> OBJECTIVE 1:
Reproduce the passage on peace and Buddhist practice word for word, from its first sentence to its last.

> QUOTED PASSAGE:
********************

Today I begin my new workbook on the world of “peace” as envisioned in my head.  The current world is creating peace, love, hatred and fear at an amazingly fast pace due to the internet and social media. Regardless of where others may stand, I stand for peace and love.

Dharmachari Abhaya writes in the preface of Sangharakshite: A Guide to the Buddhist Path, these words:

A fact that is often glossed over in books on Buddhism is that there are two basic modes of conditionality, not just one: two ways in which we can act, one unskillful, the other skillful.  The first is known as the circular or, in Sangharakshita’s term, ‘reactive’ mode.  This is the mode in which we operate for much of the time, and it is the cause of all our suffering. But there is also a spiral or ‘creative mode,’ in which we can make spiritual progress experience ever-expanding states of happiness and bliss.[1]

For me bliss is the kissing cousin of peace!  I’ve never heard anyone say after a meditation where they went in to samadhi…  I felt such anger or hatred or fear!  No, they haven’t, but they sure do say I felt peaceful, alive, happy, joyous, content, and as many positive descriptive adjectives as you can think of.

It is not easy in America today to live a peaceful life.  With what is going on in our politics, wars around the world, poverty and prejudice in America increasing daily and I could go on.  It could make you mad, sad, or revengeful and thus not at PEACE!  So how do we handle this?  By balancing our lives with Buddhist principles, meditation, and mindfulness.  By living the teaching, not just by teaching it or reading about it.

********************

> MATERIAL TO PROCESS:
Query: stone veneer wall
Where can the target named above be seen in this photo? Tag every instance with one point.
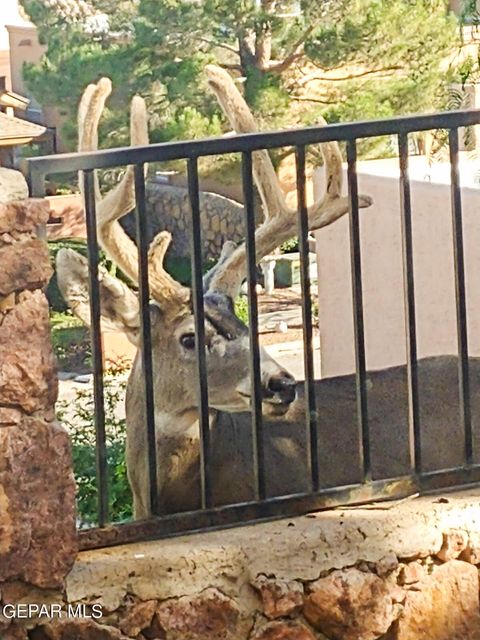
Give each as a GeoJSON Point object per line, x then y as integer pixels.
{"type": "Point", "coordinates": [38, 540]}
{"type": "Point", "coordinates": [405, 571]}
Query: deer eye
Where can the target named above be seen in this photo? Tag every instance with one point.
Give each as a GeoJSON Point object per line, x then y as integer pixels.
{"type": "Point", "coordinates": [188, 341]}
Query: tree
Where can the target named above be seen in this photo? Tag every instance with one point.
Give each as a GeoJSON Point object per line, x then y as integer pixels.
{"type": "Point", "coordinates": [343, 59]}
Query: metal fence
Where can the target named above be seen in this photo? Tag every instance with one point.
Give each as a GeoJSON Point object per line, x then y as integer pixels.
{"type": "Point", "coordinates": [318, 496]}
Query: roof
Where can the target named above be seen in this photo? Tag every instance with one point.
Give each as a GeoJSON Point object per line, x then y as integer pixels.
{"type": "Point", "coordinates": [17, 131]}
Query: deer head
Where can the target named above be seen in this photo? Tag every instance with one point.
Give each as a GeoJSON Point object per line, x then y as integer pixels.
{"type": "Point", "coordinates": [172, 319]}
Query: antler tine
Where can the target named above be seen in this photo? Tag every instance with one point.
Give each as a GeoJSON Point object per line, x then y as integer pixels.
{"type": "Point", "coordinates": [121, 199]}
{"type": "Point", "coordinates": [280, 222]}
{"type": "Point", "coordinates": [242, 121]}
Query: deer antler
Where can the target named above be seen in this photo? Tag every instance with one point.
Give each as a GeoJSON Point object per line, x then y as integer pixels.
{"type": "Point", "coordinates": [121, 199]}
{"type": "Point", "coordinates": [280, 221]}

********************

> OBJECTIVE 2:
Quote everything in the rows from the line containing "Query: deer antler" down to the final line of the rows, including both of those lines.

> WORKED SOLUTION 1:
Today I begin my new workbook on the world of “peace” as envisioned in my head.  The current world is creating peace, love, hatred and fear at an amazingly fast pace due to the internet and social media. Regardless of where others may stand, I stand for peace and love.

Dharmachari Abhaya writes in the preface of Sangharakshite: A Guide to the Buddhist Path, these words:

A fact that is often glossed over in books on Buddhism is that there are two basic modes of conditionality, not just one: two ways in which we can act, one unskillful, the other skillful.  The first is known as the circular or, in Sangharakshita’s term, ‘reactive’ mode.  This is the mode in which we operate for much of the time, and it is the cause of all our suffering. But there is also a spiral or ‘creative mode,’ in which we can make spiritual progress experience ever-expanding states of happiness and bliss.[1]

For me bliss is the kissing cousin of peace!  I’ve never heard anyone say after a meditation where they went in to samadhi…  I felt such anger or hatred or fear!  No, they haven’t, but they sure do say I felt peaceful, alive, happy, joyous, content, and as many positive descriptive adjectives as you can think of.

It is not easy in America today to live a peaceful life.  With what is going on in our politics, wars around the world, poverty and prejudice in America increasing daily and I could go on.  It could make you mad, sad, or revengeful and thus not at PEACE!  So how do we handle this?  By balancing our lives with Buddhist principles, meditation, and mindfulness.  By living the teaching, not just by teaching it or reading about it.

> WORKED SOLUTION 2:
Query: deer antler
Where can the target named above be seen in this photo? Tag every instance with one point.
Give each as a GeoJSON Point object per line, x then y as integer pixels.
{"type": "Point", "coordinates": [121, 199]}
{"type": "Point", "coordinates": [280, 221]}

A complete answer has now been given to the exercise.